● SELECTED PASSAGE:
########
In his inaugural address, Lincoln reaffirmed the spirit of the Anti-Secession Act. He said, "No state can lawfully secede from the Union by its own motion alone; all resolutions and acts made for that purpose are legally invalid, and violent action by any state or states against the authorities of the United States shall be considered, according to circumstances, as rebellion ...... The Union is not to be divided under the Constitution and laws." Lincoln's speech sounded the trumpet of the struggle against secession, and on April 12, the Southern rebels attacked the Northern armies and the American Civil War broke out.

In June 2005, the Chinese Communist Party's newspaper, the Study Times, highlighted the Anti-Secession Act in its world history chapter, claiming that it was a law passed by the U.S. Congress.

In 2007, the Chinese Embassy in the United States published an op-ed of the People's Daily. The article refuted Chen Shui-bian's government's referendum on membership in the United Nations and cited the U.S. anti-secession act. The article stated.

In the United States, in addition to the Anti-Secession Act passed in the 1860s, every citizen is required to recite in the Pledge of Allegiance, "I pledge allegiance to the flag of the United States of America and to the Republic for which it stands, one nation under God, indivisible, by which all men are free and righteous."

===Chinese media commentary===
The passage of China's Anti-Secession Law was acclaimed by the media within the People's Republic of China, especially when Premier Wen Jiabao mentioned at a press conference that the law was modeled on the U.S. unification law, and was widely praised by public opinion. Major Chinese media at the time widely publicized and quoted the purported U.S. Anti-Secession Act. Outside the official media, Chinese academic papers have been published comparing the differences between the Chinese and U.S. anti-secession acts.

Journal San Wa Ou, a pro-Beijing newspaper in Macau, praised the Anti-Secession Law, characterizing both the new Chinese law and the supposed U.S. law as instruments of justice, and praised the wording of the translation. The commentary states, "When the Chinese government introduced the Anti-Secession Law to the U.S. government, it translated '分裂' as 'Secession,' which is the same as secession and treason in the American Civil War, highlighting the fact that China's Anti-Secession Law is the same sword of justice as the Anti-Secession Federal act in the glorious history of the Civil War between the south and the north."
########
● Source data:
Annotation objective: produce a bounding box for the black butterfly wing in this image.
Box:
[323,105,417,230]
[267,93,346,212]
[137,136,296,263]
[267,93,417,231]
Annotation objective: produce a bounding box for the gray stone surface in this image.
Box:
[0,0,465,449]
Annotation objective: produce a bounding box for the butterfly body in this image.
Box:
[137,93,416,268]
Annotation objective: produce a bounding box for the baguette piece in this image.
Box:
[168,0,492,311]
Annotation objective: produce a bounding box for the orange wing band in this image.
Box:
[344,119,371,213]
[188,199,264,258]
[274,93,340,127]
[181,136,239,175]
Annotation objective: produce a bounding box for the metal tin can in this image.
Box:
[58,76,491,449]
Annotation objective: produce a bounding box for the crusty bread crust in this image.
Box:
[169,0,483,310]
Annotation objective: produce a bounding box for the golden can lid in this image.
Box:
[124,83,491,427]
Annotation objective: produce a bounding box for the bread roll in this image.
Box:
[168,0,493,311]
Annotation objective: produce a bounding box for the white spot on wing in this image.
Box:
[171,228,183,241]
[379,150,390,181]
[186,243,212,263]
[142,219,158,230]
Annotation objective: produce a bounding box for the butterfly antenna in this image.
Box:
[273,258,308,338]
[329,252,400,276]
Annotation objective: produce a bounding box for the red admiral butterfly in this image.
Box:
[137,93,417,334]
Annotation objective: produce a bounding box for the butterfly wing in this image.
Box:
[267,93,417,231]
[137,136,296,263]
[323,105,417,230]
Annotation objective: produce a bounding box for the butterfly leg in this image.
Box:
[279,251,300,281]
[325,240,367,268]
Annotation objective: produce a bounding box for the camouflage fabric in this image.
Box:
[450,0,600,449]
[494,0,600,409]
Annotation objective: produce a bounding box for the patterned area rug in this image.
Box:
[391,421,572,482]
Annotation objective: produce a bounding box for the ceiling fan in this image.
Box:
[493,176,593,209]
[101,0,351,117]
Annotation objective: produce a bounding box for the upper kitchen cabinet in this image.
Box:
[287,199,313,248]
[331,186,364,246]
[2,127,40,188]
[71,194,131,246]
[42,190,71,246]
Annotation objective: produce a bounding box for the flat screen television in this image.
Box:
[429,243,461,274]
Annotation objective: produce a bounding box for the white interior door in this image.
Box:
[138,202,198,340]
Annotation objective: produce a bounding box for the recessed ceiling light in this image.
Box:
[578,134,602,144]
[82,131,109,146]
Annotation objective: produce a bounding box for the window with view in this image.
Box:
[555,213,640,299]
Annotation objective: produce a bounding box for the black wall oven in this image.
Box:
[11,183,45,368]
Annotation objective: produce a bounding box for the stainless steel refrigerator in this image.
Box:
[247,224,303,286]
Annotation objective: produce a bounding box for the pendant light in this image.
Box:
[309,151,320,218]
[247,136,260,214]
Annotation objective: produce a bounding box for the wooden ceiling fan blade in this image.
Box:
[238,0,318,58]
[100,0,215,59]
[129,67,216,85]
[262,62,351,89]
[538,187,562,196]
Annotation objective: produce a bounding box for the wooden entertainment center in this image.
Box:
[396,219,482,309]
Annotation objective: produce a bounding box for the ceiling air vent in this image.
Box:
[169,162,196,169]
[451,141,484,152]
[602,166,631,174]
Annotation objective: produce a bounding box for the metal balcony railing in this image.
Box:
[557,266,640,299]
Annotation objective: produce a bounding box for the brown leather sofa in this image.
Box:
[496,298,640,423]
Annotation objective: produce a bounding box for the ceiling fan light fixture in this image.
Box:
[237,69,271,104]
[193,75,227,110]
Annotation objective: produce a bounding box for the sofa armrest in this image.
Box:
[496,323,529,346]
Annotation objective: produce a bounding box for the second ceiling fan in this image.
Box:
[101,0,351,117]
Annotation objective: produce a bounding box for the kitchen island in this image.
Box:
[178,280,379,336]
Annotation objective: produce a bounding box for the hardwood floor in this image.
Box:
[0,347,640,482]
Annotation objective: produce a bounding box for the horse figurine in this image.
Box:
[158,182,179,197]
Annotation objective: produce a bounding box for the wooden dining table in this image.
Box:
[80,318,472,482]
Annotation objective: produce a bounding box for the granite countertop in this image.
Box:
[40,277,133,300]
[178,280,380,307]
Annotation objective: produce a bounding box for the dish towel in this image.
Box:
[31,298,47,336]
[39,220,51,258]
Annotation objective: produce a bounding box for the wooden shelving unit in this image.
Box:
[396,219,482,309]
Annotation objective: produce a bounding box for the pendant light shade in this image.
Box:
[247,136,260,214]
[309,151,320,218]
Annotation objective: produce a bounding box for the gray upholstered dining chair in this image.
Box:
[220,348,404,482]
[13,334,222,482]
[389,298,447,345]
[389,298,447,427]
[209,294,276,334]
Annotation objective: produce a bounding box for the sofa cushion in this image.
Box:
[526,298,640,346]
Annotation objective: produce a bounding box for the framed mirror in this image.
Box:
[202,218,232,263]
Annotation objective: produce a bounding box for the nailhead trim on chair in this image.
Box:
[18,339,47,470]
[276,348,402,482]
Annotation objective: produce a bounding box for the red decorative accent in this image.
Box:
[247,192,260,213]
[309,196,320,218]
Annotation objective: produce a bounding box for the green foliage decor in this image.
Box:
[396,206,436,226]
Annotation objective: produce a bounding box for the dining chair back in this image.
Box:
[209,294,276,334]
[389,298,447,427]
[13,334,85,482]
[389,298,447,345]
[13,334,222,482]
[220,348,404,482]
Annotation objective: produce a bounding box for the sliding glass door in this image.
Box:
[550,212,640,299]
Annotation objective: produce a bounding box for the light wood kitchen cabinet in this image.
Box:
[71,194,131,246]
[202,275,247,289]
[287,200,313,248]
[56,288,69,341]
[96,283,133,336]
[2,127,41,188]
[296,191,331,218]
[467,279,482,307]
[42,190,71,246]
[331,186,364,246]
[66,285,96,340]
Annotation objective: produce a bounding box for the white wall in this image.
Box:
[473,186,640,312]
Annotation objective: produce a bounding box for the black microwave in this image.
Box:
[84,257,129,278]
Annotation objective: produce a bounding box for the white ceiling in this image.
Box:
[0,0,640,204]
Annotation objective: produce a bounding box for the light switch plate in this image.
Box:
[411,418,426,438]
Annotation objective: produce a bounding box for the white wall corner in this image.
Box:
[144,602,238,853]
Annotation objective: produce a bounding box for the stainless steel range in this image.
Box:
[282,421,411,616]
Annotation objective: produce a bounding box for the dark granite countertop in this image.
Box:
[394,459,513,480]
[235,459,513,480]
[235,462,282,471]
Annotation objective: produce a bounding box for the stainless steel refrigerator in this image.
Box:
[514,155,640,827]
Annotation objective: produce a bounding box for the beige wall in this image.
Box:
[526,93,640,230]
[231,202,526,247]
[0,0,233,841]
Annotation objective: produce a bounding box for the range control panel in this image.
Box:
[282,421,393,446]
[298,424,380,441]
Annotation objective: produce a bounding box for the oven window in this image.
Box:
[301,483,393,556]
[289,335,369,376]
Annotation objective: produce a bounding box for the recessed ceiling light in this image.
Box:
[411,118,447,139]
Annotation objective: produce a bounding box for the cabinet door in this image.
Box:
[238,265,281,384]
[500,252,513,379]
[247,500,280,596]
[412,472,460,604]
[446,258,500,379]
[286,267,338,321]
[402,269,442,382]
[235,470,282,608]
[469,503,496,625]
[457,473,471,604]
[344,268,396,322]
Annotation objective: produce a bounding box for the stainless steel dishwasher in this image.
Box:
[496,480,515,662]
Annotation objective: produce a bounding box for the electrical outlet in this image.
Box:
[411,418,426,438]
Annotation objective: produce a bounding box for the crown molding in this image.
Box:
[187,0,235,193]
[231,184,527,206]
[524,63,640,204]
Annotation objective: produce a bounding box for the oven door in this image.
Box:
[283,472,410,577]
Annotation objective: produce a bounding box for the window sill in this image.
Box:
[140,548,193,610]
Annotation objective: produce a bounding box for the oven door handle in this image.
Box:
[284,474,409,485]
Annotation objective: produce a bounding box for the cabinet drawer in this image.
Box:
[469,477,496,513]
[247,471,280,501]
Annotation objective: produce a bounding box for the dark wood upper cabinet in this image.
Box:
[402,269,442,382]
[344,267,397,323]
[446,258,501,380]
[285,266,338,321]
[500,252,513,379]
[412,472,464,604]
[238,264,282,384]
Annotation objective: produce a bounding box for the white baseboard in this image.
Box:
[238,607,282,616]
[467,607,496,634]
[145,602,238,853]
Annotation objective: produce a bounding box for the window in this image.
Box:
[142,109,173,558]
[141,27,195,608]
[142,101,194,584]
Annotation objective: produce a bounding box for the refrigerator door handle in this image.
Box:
########
● OBJECTIVE:
According to the passage on the purported U.S. Anti-Secession Act, which pro-Beijing newspaper in Macau praised China's Anti-Secession Law?

● EXPECTED ANSWER:
Journal San Wa Ou